■ OBJECTIVE:
Turn the items below into a numbered list with one entry per line, and leave out all blank lines.
** Begin SOURCE DATA **
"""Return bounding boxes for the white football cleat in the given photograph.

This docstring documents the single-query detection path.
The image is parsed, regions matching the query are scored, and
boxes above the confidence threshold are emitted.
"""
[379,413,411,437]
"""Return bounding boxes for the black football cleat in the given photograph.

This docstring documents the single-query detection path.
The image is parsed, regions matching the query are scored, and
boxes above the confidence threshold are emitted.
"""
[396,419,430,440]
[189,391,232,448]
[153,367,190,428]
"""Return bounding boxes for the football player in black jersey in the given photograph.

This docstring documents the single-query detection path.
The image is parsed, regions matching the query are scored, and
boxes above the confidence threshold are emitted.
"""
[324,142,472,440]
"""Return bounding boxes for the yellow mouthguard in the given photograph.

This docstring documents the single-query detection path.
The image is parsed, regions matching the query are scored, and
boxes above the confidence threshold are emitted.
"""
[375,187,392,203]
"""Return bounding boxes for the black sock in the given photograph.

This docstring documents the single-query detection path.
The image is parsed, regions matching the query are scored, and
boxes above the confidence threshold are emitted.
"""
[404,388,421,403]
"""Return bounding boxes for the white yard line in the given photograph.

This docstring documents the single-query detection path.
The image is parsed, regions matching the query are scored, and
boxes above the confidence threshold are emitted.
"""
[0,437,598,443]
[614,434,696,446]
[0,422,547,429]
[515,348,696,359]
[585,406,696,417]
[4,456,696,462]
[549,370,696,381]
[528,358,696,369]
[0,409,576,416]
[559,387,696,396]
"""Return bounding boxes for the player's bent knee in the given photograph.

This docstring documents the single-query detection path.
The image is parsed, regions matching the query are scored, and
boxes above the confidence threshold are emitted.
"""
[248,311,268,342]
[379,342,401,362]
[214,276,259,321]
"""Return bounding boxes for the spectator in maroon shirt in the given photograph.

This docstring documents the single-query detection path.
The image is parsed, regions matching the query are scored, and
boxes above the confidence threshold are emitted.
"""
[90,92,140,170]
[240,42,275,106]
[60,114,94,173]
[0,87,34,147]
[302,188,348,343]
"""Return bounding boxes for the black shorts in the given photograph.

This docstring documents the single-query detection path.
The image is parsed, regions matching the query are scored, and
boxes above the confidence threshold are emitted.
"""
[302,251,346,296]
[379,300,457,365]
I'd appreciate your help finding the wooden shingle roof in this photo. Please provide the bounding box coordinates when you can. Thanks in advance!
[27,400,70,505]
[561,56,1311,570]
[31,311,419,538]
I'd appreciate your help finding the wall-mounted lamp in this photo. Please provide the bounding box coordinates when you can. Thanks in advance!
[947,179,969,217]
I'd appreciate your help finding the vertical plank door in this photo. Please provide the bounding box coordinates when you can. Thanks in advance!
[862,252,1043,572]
** End SOURCE DATA **
■ TASK OUTPUT:
1. """Return bounding boxes for the white football cleat in the given photograph.
2. This docstring documents the single-query detection path.
3. The image is parsed, regions matching the query are scored, and
4. boxes above the confidence threshold are emitted.
5. """
6. [379,413,411,437]
7. """Return bounding boxes for the black football cleat in the given photograph.
8. This docstring documents the single-query detection path.
9. The image is parsed, regions matching the query are scored, and
10. boxes above the confidence threshold are emitted.
11. """
12. [396,419,430,440]
13. [189,391,232,448]
14. [153,367,190,428]
15. """Return bounding boxes for the football player in black jersey in the given photograph.
16. This docstring documents the single-query detection path.
17. The image is parsed, regions matching the query are scored, and
18. boxes above the confidence threshold are emitted.
19. """
20. [324,142,472,440]
21. """Return bounding boxes for the yellow mouthguard in the given photograph.
22. This docstring documents the single-query detection path.
23. The image is parsed, regions matching the query are scored, and
24. boxes above the confidence threshold are emitted.
25. """
26. [375,187,392,203]
27. """Return bounding boxes for the black sock in the given photograph.
28. This docstring documents the single-query detection path.
29. The image is parsed, regions matching the query are scored, and
30. boxes above the confidence threshold are emitted.
31. """
32. [404,388,421,403]
33. """Return bounding boxes for the white yard line in the given photograph.
34. This docstring documents the single-query detection path.
35. The image is parsed, regions matching the query are scored, and
36. boxes above the confidence threshold are emitted.
37. """
38. [0,437,598,443]
39. [614,434,696,446]
40. [0,422,547,429]
41. [515,348,696,359]
42. [585,406,696,417]
43. [4,456,696,462]
44. [549,370,696,381]
45. [528,358,696,369]
46. [0,409,576,416]
47. [559,387,696,396]
48. """Return bounding boxes for the player's bent knee in the given photograph.
49. This docstring documents the single-query detection path.
50. The image is parsed, regions matching the query are scored, and
51. boxes above the confidence threshold are emitted.
52. """
53. [248,311,268,342]
54. [379,342,401,362]
55. [214,276,259,321]
56. """Return bounding boxes for the spectator in maroon shirt in the given photograph.
57. This docstring documents the single-query detection path.
58. The image is parsed, regions matching the query are scored, and
59. boxes above the confidence threshold are emitted.
60. """
61. [90,92,140,170]
62. [240,42,275,106]
63. [60,114,94,173]
64. [0,87,34,147]
65. [302,188,348,343]
66. """Return bounding boxes for the black shorts in the given photograph.
67. This docstring documents the single-query detection path.
68. The image is parsed, regions matching the query are scored, and
69. boxes above the confidence threshold are emitted.
70. """
71. [302,251,346,296]
72. [379,300,457,365]
73. I'd appreciate your help finding the wooden shingle roof in this photo. Please provide the bounding box coordinates when you can. Thanks in advance!
74. [27,400,70,505]
75. [561,56,1311,570]
76. [31,311,419,538]
77. I'd appreciate your help finding the wall-mounted lamp in this photo. Please provide the bounding box coordinates when you can. Thanks in advance!
78. [947,179,969,217]
79. I'd appreciate your help finding the vertical plank door in this photo. Please provide the bounding box coordinates when you can. Thanks in advance!
80. [862,252,1043,572]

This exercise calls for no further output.